*Point labeling examples*.
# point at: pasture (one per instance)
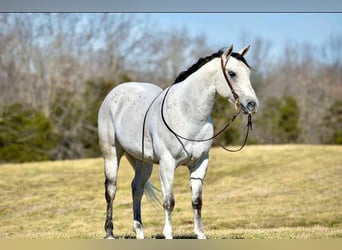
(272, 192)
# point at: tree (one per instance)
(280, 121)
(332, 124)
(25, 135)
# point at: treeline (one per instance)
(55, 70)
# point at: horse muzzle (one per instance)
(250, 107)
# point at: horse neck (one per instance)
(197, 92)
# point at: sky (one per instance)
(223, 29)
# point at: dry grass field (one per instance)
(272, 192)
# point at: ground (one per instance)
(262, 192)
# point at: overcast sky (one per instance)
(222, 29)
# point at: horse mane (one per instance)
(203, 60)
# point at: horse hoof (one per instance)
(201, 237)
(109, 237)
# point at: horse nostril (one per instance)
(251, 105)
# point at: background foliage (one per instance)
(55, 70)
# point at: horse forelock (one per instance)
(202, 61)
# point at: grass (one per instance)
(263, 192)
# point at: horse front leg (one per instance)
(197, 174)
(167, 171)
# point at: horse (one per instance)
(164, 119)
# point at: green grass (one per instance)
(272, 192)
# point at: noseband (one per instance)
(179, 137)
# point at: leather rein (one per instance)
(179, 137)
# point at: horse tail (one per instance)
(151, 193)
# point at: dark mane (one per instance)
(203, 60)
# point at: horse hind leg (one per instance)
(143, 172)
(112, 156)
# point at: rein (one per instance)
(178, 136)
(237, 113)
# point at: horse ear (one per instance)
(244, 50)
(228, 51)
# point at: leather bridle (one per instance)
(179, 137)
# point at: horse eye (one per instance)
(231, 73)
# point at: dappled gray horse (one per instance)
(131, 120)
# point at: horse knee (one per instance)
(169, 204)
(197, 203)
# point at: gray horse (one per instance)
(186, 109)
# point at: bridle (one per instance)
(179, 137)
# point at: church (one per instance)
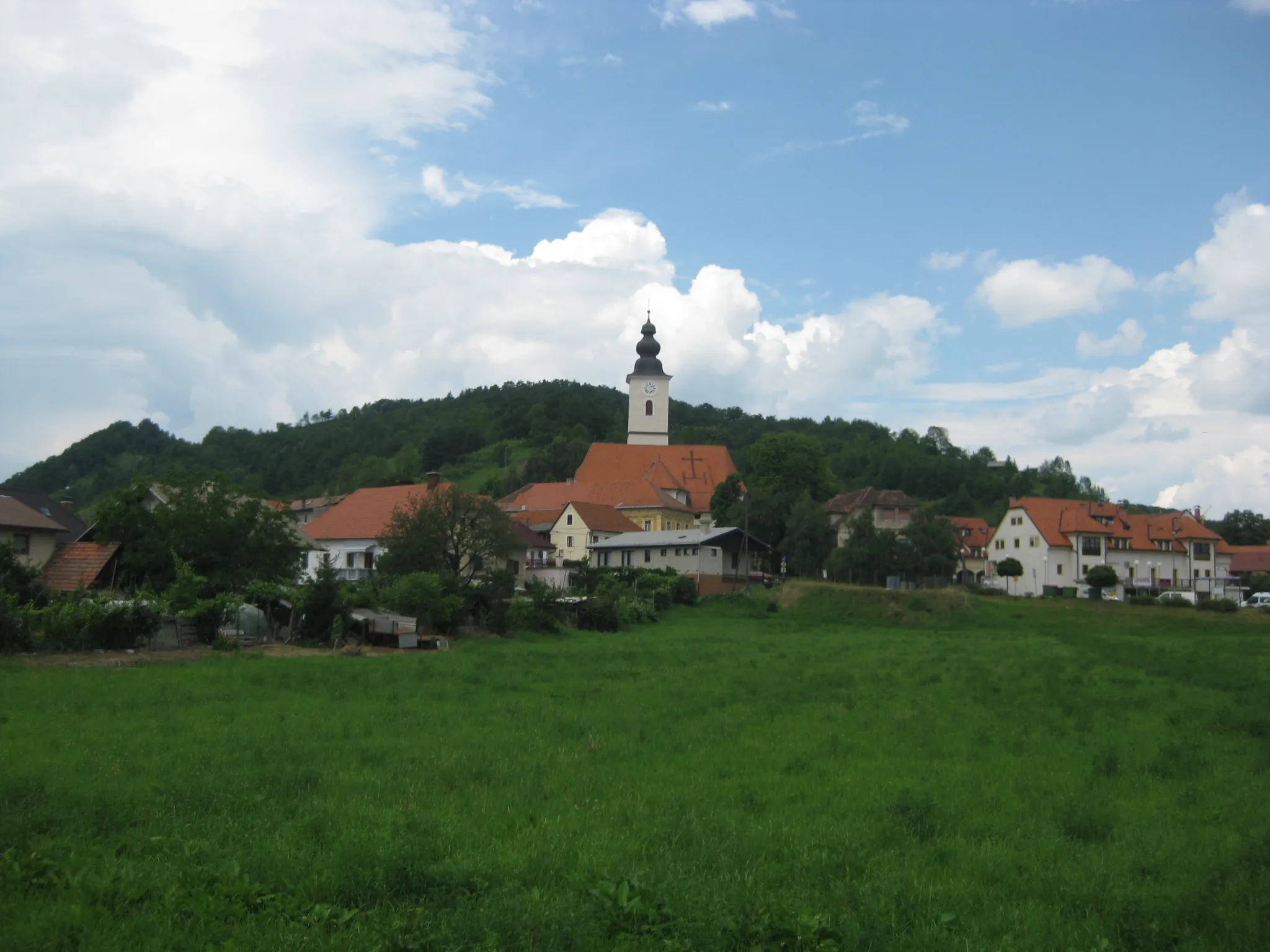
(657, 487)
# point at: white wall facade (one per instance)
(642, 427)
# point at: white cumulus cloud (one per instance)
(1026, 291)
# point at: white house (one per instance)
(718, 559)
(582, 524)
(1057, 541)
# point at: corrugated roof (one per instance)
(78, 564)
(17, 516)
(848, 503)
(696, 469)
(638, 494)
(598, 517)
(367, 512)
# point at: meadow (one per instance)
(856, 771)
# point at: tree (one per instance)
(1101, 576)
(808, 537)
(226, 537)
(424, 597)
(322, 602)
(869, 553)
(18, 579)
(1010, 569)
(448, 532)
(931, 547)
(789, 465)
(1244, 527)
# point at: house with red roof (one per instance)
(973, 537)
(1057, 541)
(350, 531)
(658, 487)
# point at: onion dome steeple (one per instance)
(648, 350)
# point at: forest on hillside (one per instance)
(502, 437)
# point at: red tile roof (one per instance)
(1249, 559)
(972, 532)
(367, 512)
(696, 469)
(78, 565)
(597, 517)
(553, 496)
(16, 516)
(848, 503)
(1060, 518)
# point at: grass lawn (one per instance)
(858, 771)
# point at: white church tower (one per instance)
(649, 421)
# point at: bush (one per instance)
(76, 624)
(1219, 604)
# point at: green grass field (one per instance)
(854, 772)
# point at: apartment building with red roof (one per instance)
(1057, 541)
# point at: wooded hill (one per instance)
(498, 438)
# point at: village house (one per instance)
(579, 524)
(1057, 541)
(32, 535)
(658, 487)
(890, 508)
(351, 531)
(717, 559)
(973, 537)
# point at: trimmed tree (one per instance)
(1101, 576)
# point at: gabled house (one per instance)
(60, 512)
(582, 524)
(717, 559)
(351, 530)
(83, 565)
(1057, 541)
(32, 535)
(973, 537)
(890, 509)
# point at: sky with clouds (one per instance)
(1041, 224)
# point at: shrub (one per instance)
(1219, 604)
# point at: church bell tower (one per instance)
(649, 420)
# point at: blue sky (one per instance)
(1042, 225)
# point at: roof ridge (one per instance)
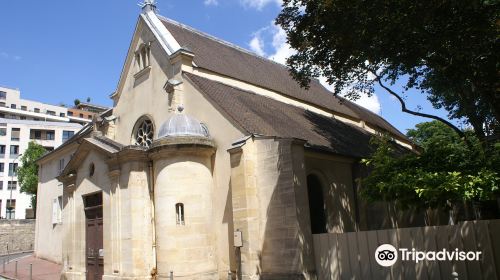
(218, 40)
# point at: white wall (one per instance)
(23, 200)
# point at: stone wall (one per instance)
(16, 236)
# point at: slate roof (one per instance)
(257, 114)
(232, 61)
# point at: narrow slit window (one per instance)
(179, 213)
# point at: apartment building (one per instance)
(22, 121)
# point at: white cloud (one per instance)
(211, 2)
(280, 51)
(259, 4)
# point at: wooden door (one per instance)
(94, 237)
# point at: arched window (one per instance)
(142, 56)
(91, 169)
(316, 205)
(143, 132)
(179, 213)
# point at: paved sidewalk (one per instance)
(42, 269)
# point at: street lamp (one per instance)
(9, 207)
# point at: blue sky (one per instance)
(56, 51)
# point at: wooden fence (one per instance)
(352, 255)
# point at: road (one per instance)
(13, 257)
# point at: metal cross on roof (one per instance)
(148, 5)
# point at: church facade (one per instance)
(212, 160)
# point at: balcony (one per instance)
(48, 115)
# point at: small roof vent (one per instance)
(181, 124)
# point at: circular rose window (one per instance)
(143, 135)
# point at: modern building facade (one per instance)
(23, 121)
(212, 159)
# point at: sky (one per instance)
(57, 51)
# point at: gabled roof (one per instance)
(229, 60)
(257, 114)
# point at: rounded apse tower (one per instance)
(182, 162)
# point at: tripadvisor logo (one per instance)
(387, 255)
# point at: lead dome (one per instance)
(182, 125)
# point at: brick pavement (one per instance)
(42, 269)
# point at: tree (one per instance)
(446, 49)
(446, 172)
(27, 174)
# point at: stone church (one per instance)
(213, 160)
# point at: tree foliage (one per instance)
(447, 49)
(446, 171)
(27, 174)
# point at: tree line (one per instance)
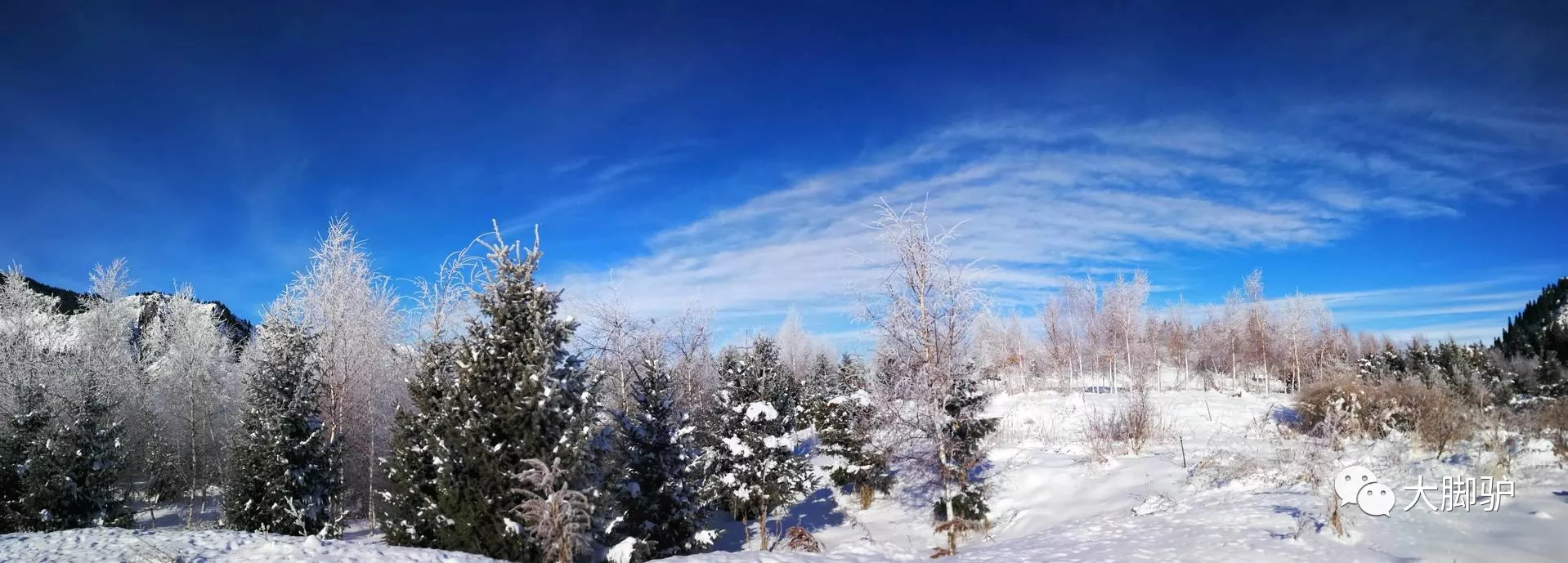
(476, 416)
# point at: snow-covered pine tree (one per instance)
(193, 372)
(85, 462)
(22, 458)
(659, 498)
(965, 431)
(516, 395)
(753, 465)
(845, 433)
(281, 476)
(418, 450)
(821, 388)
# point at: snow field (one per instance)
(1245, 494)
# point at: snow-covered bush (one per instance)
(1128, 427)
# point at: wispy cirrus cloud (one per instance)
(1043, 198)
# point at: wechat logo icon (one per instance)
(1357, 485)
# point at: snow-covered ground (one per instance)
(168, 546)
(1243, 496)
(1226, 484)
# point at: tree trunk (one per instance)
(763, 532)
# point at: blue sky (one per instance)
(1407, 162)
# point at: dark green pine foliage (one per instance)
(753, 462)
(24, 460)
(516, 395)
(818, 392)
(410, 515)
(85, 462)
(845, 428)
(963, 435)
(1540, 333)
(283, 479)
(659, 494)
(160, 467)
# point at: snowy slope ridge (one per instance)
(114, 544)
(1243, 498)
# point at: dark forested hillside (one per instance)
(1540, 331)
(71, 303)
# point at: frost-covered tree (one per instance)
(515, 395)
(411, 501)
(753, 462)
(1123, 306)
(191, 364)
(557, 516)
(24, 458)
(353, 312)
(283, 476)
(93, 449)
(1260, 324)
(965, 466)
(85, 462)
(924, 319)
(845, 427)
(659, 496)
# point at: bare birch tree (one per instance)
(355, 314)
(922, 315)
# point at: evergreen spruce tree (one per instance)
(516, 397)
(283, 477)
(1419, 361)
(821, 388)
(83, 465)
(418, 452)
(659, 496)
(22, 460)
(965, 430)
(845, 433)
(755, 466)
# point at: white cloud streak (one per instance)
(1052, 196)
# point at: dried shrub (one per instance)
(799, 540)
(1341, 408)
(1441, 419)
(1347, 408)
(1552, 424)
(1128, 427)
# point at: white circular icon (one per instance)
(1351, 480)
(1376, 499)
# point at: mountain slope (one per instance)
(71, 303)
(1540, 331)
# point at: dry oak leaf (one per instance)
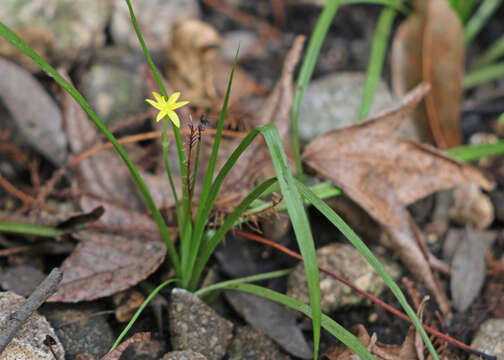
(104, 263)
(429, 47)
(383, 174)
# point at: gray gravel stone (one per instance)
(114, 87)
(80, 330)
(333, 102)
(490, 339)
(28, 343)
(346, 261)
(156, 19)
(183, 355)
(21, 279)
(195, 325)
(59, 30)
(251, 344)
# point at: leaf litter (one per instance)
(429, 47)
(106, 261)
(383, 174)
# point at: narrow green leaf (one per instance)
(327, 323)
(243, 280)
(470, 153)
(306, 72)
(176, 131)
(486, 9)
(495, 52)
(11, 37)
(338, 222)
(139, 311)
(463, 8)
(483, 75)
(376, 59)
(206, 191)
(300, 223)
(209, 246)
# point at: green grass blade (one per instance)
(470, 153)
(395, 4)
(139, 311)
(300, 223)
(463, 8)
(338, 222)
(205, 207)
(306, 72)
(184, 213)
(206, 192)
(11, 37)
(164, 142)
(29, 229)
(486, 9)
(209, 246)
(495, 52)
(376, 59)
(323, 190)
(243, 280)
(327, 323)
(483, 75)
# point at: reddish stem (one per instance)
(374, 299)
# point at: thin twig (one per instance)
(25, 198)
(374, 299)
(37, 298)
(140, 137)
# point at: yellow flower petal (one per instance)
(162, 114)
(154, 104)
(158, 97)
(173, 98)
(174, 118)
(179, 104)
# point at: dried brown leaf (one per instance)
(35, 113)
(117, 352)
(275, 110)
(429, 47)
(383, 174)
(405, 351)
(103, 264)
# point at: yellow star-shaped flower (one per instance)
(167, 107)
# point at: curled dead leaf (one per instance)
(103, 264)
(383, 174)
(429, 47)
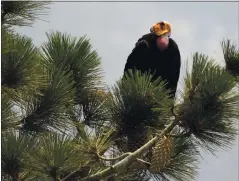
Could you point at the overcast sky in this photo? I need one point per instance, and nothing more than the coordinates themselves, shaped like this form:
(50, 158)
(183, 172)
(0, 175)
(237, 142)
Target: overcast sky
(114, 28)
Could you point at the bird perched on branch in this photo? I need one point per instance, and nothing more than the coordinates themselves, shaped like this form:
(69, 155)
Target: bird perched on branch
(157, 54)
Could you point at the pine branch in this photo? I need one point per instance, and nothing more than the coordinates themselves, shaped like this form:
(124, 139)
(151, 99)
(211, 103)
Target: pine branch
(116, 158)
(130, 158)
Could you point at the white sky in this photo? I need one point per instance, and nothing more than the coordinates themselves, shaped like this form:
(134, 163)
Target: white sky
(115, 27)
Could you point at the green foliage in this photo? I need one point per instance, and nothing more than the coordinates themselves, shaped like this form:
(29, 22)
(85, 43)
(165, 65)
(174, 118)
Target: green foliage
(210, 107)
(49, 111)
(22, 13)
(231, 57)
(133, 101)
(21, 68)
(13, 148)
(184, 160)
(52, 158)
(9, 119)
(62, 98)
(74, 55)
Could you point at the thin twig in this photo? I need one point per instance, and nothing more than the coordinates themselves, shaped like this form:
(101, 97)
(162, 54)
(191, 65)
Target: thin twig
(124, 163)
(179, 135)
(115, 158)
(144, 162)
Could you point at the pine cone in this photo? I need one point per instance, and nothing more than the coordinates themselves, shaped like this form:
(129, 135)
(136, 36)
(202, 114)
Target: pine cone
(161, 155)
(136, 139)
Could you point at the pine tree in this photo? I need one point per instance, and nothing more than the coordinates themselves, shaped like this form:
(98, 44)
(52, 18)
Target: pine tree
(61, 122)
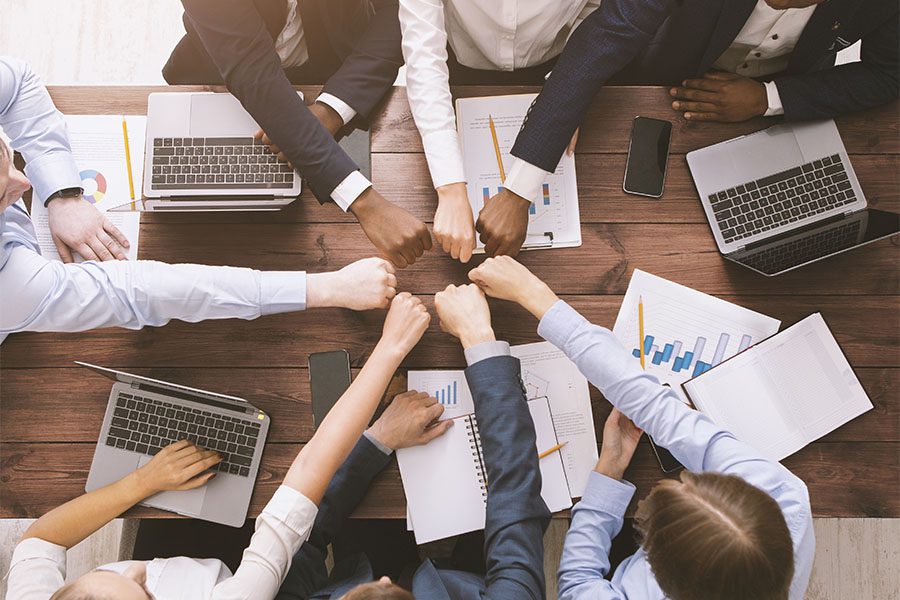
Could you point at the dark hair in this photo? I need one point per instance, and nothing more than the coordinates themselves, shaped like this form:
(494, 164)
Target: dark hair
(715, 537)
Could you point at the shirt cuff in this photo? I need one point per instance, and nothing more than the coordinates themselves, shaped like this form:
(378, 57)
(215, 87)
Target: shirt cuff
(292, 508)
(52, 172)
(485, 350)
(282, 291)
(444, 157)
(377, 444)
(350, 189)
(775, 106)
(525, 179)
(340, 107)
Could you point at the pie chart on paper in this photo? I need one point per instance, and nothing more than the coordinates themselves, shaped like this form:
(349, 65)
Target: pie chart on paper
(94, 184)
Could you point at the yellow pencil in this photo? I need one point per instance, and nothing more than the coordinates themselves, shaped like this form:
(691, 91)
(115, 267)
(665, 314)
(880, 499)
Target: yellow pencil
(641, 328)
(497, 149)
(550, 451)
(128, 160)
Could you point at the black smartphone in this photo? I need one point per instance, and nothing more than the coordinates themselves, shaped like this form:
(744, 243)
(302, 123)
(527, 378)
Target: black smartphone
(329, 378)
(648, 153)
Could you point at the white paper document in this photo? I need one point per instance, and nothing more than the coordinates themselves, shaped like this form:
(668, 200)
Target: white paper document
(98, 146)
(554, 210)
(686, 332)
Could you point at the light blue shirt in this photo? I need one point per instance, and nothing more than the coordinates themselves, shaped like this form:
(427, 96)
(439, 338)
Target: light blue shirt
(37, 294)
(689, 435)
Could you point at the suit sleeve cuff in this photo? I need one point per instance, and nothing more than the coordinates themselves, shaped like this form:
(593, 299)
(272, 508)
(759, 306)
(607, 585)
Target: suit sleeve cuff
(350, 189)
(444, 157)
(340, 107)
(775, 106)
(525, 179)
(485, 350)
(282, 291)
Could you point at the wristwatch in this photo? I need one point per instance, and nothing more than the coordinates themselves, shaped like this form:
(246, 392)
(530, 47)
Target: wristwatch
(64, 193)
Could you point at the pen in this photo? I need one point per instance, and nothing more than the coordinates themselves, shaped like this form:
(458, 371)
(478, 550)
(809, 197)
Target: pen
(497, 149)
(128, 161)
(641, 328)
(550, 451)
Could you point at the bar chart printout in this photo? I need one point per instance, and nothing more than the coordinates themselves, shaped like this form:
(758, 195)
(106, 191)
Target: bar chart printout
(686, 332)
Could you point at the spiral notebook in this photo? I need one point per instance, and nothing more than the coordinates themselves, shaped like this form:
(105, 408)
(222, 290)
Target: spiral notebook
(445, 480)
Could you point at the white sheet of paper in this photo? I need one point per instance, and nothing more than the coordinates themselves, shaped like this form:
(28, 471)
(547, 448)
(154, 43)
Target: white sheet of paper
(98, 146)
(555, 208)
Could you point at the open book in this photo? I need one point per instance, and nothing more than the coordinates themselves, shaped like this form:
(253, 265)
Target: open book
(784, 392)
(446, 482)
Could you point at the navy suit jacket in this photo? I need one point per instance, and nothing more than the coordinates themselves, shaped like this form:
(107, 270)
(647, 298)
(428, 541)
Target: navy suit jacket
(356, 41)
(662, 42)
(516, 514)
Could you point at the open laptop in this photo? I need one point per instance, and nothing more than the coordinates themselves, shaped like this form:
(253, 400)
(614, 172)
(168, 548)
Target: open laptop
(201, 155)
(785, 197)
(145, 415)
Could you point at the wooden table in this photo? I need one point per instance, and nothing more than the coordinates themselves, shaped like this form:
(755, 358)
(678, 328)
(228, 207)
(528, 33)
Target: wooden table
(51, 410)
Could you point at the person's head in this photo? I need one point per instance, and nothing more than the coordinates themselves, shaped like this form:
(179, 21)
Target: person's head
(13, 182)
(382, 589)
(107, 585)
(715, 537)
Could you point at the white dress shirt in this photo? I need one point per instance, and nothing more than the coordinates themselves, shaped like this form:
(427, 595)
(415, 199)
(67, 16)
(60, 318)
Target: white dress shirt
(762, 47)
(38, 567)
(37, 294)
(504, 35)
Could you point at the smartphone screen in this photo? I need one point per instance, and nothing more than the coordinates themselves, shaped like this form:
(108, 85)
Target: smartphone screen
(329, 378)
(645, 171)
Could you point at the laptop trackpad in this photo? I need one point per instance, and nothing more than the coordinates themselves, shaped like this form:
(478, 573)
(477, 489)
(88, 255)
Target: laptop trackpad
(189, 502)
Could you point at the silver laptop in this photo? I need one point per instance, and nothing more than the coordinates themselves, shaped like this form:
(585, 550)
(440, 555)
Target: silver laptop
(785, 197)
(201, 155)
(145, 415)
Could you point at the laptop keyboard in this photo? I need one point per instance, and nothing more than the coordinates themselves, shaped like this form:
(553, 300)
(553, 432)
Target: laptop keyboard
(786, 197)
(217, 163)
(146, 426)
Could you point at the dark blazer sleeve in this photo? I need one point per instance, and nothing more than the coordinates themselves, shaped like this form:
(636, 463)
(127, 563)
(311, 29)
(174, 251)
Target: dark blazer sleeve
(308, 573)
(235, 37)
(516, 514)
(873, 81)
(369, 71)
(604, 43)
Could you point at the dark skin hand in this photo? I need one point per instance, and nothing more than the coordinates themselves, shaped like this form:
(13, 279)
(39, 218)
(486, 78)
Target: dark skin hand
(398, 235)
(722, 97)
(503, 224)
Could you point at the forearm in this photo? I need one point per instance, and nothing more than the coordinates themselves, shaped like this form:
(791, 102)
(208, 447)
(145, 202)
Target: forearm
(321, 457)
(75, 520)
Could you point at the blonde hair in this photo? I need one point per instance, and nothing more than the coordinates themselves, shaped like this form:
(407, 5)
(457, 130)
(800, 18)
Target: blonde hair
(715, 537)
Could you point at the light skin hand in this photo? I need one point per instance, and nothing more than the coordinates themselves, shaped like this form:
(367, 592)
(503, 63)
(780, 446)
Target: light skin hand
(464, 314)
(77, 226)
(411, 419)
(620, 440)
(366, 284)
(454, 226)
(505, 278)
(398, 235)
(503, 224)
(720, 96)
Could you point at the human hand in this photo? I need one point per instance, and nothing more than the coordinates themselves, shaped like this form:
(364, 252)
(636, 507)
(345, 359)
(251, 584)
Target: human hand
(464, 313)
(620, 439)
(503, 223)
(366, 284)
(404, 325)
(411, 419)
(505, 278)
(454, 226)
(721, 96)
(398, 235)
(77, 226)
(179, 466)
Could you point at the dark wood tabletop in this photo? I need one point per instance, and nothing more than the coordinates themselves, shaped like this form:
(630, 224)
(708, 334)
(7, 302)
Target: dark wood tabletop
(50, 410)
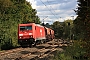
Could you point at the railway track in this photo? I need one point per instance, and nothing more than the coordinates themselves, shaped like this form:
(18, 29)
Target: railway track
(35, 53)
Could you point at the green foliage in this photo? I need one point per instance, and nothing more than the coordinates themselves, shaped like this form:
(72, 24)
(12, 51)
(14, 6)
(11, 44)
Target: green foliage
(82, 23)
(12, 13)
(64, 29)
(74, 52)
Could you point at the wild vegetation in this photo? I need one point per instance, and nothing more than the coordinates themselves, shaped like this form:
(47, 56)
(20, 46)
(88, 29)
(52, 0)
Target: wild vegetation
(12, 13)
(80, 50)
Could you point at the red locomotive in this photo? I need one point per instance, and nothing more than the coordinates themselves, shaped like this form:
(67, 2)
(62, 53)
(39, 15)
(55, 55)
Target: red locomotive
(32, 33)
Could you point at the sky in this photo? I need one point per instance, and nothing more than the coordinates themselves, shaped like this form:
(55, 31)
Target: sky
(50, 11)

*Work to complete*.
Set down, unchanged, only the lines running from the line with "Could you point at the dark wood" to the last line, including both. Pictures stay out of the copy.

*Exercise result*.
Could you point at the dark wood tabletop in this photo? I need one point per instance, and nothing more than the coordinates themselves, shaped like this form:
(630, 224)
(708, 334)
(7, 302)
Target: dark wood tabletop
(50, 410)
Could you point at the railway track in this photo? I need one point per instance, and nothing more than the coordinates themselves, shaped like this form:
(18, 29)
Target: railway track
(35, 53)
Could you point at the green foliage in this photo? I need one point per instance, and nothing more than the coordinates themselves, shaped like this form:
(72, 24)
(12, 51)
(14, 6)
(11, 44)
Target: green foliage
(82, 23)
(12, 13)
(64, 29)
(74, 52)
Could you point at the wild vegetation in this photo? I need one point per instance, and nothing more than the coordinates themselves, shaped like this form:
(47, 56)
(20, 46)
(88, 29)
(52, 0)
Target: wild vegetation
(12, 13)
(80, 50)
Could you point at the red locomotive in this photo? I need one point per instance, and nothing more than the coordinates themselves, shaped like this form:
(67, 2)
(62, 53)
(39, 15)
(55, 55)
Target: red locomotive
(32, 33)
Could you point at the sky in this photo? I need one point per instance, and nothing more than the coordinates themselves, shaped like this form:
(55, 31)
Target: sky
(50, 11)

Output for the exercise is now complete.